--- EXCERPT PROVIDED ---
......

Although concern was expressed about the wolves becoming habituated to humans or to the captive conditions, the temporary holding period was not long in the life of a wolf. In Alaska and Canada, wolves are seldom known to develop the habituated behaviors seen more commonly in grizzly bears. Wolves, while social among their own kind, typically avoid human contact. They are highly efficient predators with well-developed predatory instincts. Their social structure and pack behavior minimizes their need to scavenge food or garbage available from human sources. Compared to bears, whose diet is predominantly vegetarian, wolves have less specific habitat requirements. The wolves' primary need is for prey, which is most likely to be elk, deer, and other ungulates in these recovery areas.

In 1995, fourteen wolves were released into Yellowstone National Park. In 1996, seventeen more wolves were brought from Canada and released. After release, several thousand visitors were lucky to view wolves chasing and killing elk or interacting with bears during spring. A park ranger and a group of visitors watched a most exciting encounter between two packs which likely resulted in one young wolf's death. This was not the first fatal encounter between wolves, although human-caused mortalities still outnumber inter-pack strife as a cause of wolf deaths.

Yellowstone's first fourteen wolves bore two litters totalling nine pups. In 1996, four packs produced fourteen pups. After the wolves’ release in 1996, plans to transplant additional wolves were terminated due to reduced funding and due to the wolves' unexpected early reproductive success.

However there has been much controversy about the reintroduction, particularly from ranchers and farmers with stock that has been taken, this has required the need for compensation and many controls to be in place.

......

--- RECORDS PROVIDED ---
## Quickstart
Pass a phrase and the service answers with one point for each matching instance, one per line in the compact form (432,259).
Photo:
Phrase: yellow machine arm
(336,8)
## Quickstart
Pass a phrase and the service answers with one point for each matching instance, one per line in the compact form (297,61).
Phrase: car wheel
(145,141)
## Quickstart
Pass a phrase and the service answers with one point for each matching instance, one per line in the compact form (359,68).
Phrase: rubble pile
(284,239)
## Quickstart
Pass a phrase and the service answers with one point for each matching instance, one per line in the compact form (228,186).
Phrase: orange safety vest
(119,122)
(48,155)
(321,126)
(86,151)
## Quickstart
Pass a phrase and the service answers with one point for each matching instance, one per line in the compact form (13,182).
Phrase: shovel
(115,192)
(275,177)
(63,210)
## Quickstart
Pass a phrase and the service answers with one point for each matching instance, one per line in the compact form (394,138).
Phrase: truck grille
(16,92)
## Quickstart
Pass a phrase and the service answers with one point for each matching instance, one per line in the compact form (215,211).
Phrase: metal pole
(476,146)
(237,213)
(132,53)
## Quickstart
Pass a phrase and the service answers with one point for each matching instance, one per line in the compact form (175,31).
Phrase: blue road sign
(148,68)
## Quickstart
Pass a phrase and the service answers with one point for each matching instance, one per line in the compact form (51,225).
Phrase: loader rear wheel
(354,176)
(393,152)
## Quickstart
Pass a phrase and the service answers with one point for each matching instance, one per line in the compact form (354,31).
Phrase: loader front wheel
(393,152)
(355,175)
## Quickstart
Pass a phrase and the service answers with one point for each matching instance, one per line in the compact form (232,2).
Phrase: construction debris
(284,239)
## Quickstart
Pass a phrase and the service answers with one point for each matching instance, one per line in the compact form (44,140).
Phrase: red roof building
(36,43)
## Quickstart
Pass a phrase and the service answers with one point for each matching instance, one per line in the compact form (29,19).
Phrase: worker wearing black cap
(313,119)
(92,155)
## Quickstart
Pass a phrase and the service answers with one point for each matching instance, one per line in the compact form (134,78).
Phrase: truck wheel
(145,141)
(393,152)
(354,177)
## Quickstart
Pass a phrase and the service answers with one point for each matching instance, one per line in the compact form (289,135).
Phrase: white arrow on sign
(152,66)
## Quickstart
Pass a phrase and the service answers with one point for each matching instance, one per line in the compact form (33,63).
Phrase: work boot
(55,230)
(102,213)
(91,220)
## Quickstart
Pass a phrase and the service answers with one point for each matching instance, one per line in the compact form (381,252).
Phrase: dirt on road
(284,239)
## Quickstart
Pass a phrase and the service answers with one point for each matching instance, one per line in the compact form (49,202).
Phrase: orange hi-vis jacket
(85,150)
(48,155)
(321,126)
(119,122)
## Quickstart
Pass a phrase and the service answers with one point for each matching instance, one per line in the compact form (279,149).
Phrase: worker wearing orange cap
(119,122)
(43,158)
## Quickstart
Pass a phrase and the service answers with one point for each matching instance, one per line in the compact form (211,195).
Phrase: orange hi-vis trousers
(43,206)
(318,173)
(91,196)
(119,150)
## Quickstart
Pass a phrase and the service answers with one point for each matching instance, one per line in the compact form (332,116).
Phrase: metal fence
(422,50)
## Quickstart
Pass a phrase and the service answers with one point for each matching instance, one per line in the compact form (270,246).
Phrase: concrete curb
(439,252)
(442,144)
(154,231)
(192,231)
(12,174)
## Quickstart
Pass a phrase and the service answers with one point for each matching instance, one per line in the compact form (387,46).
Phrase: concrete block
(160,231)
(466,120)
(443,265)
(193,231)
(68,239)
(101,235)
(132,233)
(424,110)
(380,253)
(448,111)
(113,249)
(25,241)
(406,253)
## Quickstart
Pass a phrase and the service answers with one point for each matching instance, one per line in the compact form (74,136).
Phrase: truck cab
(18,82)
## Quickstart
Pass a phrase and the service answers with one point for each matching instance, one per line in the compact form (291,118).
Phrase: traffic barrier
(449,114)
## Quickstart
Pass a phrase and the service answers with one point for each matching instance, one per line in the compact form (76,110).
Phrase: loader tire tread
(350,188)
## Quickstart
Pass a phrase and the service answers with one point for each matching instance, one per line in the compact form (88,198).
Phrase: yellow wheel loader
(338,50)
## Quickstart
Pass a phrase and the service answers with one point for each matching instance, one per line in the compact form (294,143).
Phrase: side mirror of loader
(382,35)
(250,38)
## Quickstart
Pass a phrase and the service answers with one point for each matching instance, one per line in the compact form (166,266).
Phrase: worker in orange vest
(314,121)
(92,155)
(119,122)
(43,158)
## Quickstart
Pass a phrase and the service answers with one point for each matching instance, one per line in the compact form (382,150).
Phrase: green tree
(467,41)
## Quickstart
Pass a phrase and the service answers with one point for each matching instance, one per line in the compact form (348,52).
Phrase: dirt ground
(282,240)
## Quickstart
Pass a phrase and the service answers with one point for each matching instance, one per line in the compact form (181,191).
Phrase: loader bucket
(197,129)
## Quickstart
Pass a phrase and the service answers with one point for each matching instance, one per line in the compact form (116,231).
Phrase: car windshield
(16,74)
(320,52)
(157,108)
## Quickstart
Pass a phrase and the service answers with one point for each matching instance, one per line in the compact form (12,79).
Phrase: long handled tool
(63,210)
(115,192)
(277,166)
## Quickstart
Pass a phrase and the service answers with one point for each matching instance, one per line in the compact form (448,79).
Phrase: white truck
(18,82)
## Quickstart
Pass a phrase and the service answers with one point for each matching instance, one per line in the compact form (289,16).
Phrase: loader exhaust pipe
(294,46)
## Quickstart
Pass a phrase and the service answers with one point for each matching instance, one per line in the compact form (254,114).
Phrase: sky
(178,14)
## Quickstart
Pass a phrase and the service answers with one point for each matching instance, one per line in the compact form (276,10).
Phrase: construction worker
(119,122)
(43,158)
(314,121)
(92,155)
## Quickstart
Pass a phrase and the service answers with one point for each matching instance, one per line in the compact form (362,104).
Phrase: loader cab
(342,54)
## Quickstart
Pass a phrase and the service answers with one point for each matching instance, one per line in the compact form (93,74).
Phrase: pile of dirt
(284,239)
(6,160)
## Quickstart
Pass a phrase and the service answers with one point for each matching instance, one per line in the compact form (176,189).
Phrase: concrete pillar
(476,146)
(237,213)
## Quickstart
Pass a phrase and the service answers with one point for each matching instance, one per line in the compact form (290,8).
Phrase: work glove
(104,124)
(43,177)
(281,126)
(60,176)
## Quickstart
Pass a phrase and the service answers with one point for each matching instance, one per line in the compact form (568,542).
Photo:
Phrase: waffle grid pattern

......

--- WRITTEN REQUEST A ---
From the wolf reintroduction text, reproduce the part that begins with "In 1995, fourteen" and ends with "of wolf deaths.", swapping "visitors" for "onlookers".
--- WRITTEN REQUEST B ---
According to the wolf reintroduction text, how many pups did four packs produce in 1996?
The records have no connection to the wolf reintroduction text.

--- COMPLETE RESPONSE A ---
In 1995, fourteen wolves were released into Yellowstone National Park. In 1996, seventeen more wolves were brought from Canada and released. After release, several thousand onlookers were lucky to view wolves chasing and killing elk or interacting with bears during spring. A park ranger and a group of onlookers watched a most exciting encounter between two packs which likely resulted in one young wolf's death. This was not the first fatal encounter between wolves, although human-caused mortalities still outnumber inter-pack strife as a cause of wolf deaths.

--- COMPLETE RESPONSE B ---
Fourteen pups.